State how many lines in the records below contain the string "much", treating uppercase and lowercase as different, and give only the number.

....................

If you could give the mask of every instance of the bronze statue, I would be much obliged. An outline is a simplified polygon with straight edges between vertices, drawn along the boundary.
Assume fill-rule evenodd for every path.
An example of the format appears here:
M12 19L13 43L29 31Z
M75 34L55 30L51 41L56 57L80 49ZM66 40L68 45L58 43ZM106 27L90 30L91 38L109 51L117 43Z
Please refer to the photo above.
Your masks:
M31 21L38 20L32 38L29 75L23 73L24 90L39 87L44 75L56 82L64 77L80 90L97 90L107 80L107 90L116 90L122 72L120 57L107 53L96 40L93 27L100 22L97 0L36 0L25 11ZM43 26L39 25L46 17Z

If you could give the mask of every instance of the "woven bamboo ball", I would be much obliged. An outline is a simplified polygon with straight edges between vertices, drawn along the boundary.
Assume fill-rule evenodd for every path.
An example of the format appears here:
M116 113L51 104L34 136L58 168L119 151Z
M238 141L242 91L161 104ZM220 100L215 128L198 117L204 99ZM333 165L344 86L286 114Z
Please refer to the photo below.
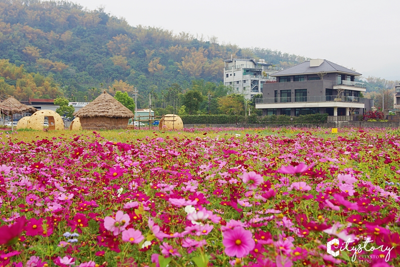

....................

- **Worked solution**
2